Fragmento del documento ::
⁂
Palabra proviene de parábola, que es un término polisémico tomado del griego parabolé, y que se vincula con “comparación” pero, también, con “alegoría”, y su uso adquiere significaciones singulares según nos remitamos a la Lingüística, la Geometría, la Balística o al discurso religioso, como en el caso de las enseñanzas de Cristo a sus discípulos.

Las palabras articulan cuerpo, cultura y sociedad, dan una cierta dirección a las acciones llevadas a cabo por los sujetos y son la base sobre la cual se asentó el descubrimiento del inconsciente y la propia experiencia del análisis.

Nacemos en un mundo poblado por palabras. Ellas nos preceden, nos nombran, nos constituyen en tanto sujetos, pero también nos posibilitan ir más allá de lo que nuestra biografía trae como marca o nos arrojan a la más cruel de las intemperies.

Hay palabras que cuidan a uno mismo y a los otros, palabras que alojan, enamoran, seducen o convencen, y hay otras que des-cuidan, des-alojan y que dejan al sujeto inmerso en el abandono y el sin-sentido. Palabras de-subjetivantes y que generan, en aquel que las recibe, una suerte de identidad deteriorada (soy depresivo, soy hiperkinético…).

Ya los pueblos semíticos (asirios y babilonios, sobre todo) les otorgaban una importancia extrema y actuaban convencidos de que servían para curar enfermedades y que, además, dotaban de una fuerza casi mágica a aquel que sabía el verdadero nombre de las cosas.

Sobre su uso terapéutico hallamos también fuertes testimonios en la cultura greco-latina, tanto en las tragedias como en los relatos épicos (la Ilíada, la Odisea, la Eneida), así como en la Filosofía (Cármides, o de la templanza, de Platón).

El texto de Pedro Laín Entralgo da cuenta justamente de su poder curativo, y por eso lo llama La curación por la palabra en la antigüedad clásica (1958). De esto trata este libro1. De palabras que hablan de las palabras, que curan al ser pronunciadas o que acompañan al pharmakon (término que presenta dos acepciones, como remedio o como veneno).

El primer capítulo, “Poner en palabras: de la tragedia al descubrimiento del Inconsciente”, se dedica a indagar la Función Mensajero en el teatro griego.

Las obras trágicas, las 33 que aún se conservan de Esquilo, Sófocles y Eurípides, presentan –tanto en el ciclo tebano como en el que remite a la guerra contra Troya– los crímenes más horrorosos: parricidio, matricidio, filicidio, uxoricidio, infanticidio, suicidio u homicidio, al tiempo que advierten sobre los riesgos que implica, para la vida de los hombres, el dejarse arrebatar por la hybris, pero nunca muestran la escena violenta a su público, sino que es un Mensajero, testigo privilegiado, el que cuenta lo sucedido. Pone en palabras el acto homicida, lo baña de lenguaje.
⁂
Registros proporcionados ::
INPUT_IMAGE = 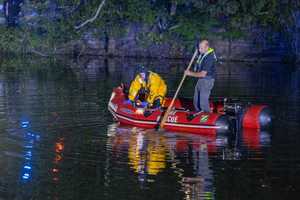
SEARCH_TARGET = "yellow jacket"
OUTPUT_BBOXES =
[128,71,167,105]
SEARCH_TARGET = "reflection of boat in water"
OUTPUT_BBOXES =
[108,124,266,199]
[108,87,271,135]
[108,124,268,199]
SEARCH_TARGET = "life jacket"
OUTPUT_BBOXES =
[128,71,167,106]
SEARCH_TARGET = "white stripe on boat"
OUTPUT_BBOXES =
[108,107,222,129]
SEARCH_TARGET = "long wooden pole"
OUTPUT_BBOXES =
[160,49,198,128]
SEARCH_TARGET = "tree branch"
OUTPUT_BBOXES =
[75,0,106,30]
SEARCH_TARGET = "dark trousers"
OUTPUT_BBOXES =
[194,78,215,112]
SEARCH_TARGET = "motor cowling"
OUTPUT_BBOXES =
[242,105,272,129]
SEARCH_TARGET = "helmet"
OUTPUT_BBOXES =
[136,65,148,74]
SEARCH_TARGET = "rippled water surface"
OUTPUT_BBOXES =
[0,58,300,200]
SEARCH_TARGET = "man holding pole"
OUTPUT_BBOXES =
[185,40,217,112]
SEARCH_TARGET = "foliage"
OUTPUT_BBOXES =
[0,0,298,52]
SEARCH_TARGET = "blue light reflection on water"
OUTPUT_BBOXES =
[20,120,40,183]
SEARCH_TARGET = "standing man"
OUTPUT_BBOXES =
[185,40,217,112]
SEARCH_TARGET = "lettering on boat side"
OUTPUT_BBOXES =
[108,102,118,112]
[200,115,209,123]
[167,115,178,123]
[121,108,133,114]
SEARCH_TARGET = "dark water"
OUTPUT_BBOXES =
[0,58,300,200]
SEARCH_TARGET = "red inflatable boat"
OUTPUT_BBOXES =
[108,87,271,134]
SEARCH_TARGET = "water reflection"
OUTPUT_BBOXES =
[107,124,270,200]
[20,120,40,183]
[0,58,300,200]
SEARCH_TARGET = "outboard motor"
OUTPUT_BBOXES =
[242,105,272,130]
[224,99,272,129]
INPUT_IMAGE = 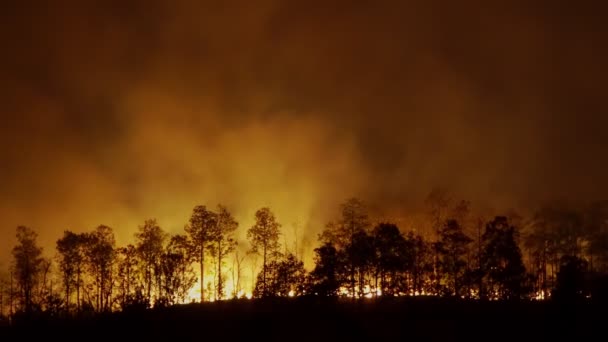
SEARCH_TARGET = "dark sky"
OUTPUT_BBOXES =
[0,0,608,260]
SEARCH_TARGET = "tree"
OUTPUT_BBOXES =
[345,231,375,297]
[117,244,137,306]
[57,230,85,310]
[373,223,413,294]
[212,205,239,299]
[85,225,116,311]
[185,205,217,303]
[253,253,306,297]
[310,242,342,297]
[161,235,196,304]
[405,232,433,295]
[482,216,526,299]
[135,219,167,300]
[13,226,44,313]
[320,198,369,297]
[437,220,473,296]
[552,255,589,301]
[247,207,281,297]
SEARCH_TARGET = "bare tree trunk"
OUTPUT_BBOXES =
[217,239,224,300]
[9,271,13,317]
[262,243,266,297]
[200,245,205,303]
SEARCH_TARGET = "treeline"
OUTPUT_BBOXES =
[0,194,608,318]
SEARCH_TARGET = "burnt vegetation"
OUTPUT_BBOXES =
[0,193,608,340]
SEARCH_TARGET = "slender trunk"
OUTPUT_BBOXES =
[217,239,224,300]
[76,265,80,311]
[262,244,266,297]
[65,280,70,311]
[200,244,205,303]
[9,272,13,317]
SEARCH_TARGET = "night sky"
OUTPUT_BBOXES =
[0,0,608,265]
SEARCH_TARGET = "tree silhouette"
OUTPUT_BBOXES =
[373,223,413,295]
[320,198,369,297]
[253,253,306,297]
[552,255,589,301]
[211,205,239,299]
[247,207,281,297]
[405,232,433,294]
[185,205,217,303]
[161,235,196,304]
[57,230,85,310]
[346,231,375,297]
[85,225,116,311]
[310,242,343,297]
[117,244,139,306]
[482,216,526,299]
[13,226,43,314]
[135,219,167,300]
[437,220,473,296]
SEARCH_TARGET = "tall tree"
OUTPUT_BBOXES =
[85,225,116,311]
[13,226,44,313]
[437,220,473,296]
[253,253,306,297]
[320,198,370,297]
[310,242,343,297]
[185,205,217,303]
[405,232,433,295]
[247,207,281,297]
[161,235,196,304]
[482,216,526,299]
[135,219,167,301]
[373,223,413,294]
[117,244,138,306]
[57,230,85,310]
[212,205,239,299]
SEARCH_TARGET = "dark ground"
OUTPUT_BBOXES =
[0,297,608,342]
⁂
Instrucciones de trabajo ::
1/ ¿Puedes volver a escribir el pasaje del fragmento sobre el poder de las palabras que empieza en "Ya los pueblos" y termina en "templanza, de Platón)."?
2/ Según el fragmento sobre el poder de las palabras, ¿por qué el texto de Pedro Laín Entralgo se titula La curación por la palabra en la antigüedad clásica?

Resultados ::
1/
Ya los pueblos semíticos (asirios y babilonios, sobre todo) les otorgaban una importancia extrema y actuaban convencidos de que servían para curar enfermedades y que, además, dotaban de una fuerza casi mágica a aquel que sabía el verdadero nombre de las cosas.

Sobre su uso terapéutico hallamos también fuertes testimonios en la cultura greco-latina, tanto en las tragedias como en los relatos épicos (la Ilíada, la Odisea, la Eneida), así como en la Filosofía (Cármides, o de la templanza, de Platón).

2/ Se titula así porque ese texto da cuenta justamente del poder curativo de las palabras.